Leestekst:
BLOK 3 WEEK 6: INLEIDING OP DE LEVENSLOOP EN PERSPECTIEVEN
De ontwikkelingspsychologie: een wetenschappelijke studie naar patronen van groei,
verandering en stabiliteit van conceptie tot aan de ouderdom. Universele principes,
culturele invloeden, etnische invloeden, unieke aspecten. Ontwikkeling is een continu
proces.
Leerdoelen
1. De studente kent de lichamelijke, cognitieve en sociale ontwikkeling van een
persoon, zodanig dat zij de normale ontwikkeling van een persoon kent als basis voor
methodisch handelen (methodisch handelen) telt 60% mee op de toets
2. De studente herkent de positieve en negatieve invloeden op de levensloop, zodanig
dat je deze kan gebruiken als basis voor methodisch handelen (methodisch handelen
en verbinden) telt 30% mee op de toets
3. De studente verdiept zich in de leefwereld van anderen en begrijpt de invloed van
mens- en wereldbeelden zodanig dat je kan herkennen hoe dat van invloed is op het
professioneel handelen en de grenzen hiervan (profileren en methodisch handelen)
telt 10% mee op de toets
H1. Een inleiding in de ontwikkeling van het kind
Reikwijdte van de ontwikkelingspsychologie
1. Fysieke ontwikkeling
Brein, zintuigen, biologische componenten
2. Cognitieve ontwikkeling
Denken, mentale beelden, geheugen, intelligentie
3. Sociale ontwikkeling
Vriendschappen, relaties
4. Persoonlijkheidsontwikkeling
Stabiele eigenschappen die iemand uniek maken
Of verdeling in leeftijdscategorie:
Prenatale periode (conceptie tot geboorte)
Baby -en peutertijd (0-3 jaar)
Kleutertijd (3-6 jaar)
Schooltijd (6-12 jaar)
Adolescentie (12-20 jaar)
Cohorten en ontwikkeling
Cohort: een groep mensen die rond dezelfde tijd of op dezelfde plek zijn geboren. Zij worden
beïnvloed door normatieve historische gebeurtenissen (bijvoorbeeld het Coronavirus,
pubertijd, zwemdiploma halen, menstruatie) Deze kunnen sociaal, biologisch en cultureel
zijn. Het is iets dat een groep in een bepaalde tijd kan overkomen.
,Normatieve ontwikkelingen binnen het cohort eerstejaars studenten social work:
Op biologisch vlak: de pubertijd
Op sociaal vlak: social media
Op cultureel vlak: negerzoenen, moorkop, zwarte pieten discussie
Cohorteffect: coronavirus, terrorisme.
Leeftijdsgebonden invloeden (groeispurt)
Normatieve invloeden (regels, cultuur, etniciteit, sociale klasse)

Uit te voeren opdracht:
Som alle leeftijdscategorieën op die de leestekst over ontwikkelingspsychologie noemt, elk met de erbij vermelde periode. De gegevens staan los van de leestekst.

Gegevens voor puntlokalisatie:
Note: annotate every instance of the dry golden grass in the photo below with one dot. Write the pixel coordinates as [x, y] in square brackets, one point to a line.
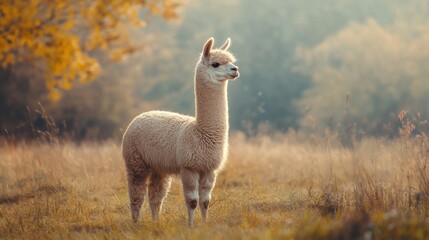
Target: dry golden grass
[273, 187]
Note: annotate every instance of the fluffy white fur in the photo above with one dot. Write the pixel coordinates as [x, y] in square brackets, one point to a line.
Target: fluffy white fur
[158, 144]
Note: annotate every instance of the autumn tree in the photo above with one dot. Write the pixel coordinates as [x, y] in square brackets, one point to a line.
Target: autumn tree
[63, 33]
[364, 75]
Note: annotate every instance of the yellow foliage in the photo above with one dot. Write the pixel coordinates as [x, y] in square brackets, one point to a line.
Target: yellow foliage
[63, 32]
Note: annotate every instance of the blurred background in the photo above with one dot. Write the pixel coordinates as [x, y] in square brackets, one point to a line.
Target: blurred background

Antwoord op opdracht:
- Prenatale periode (conceptie tot geboorte)
- Baby- en peutertijd (0-3 jaar)
- Kleutertijd (3-6 jaar)
- Schooltijd (6-12 jaar)
- Adolescentie (12-20 jaar)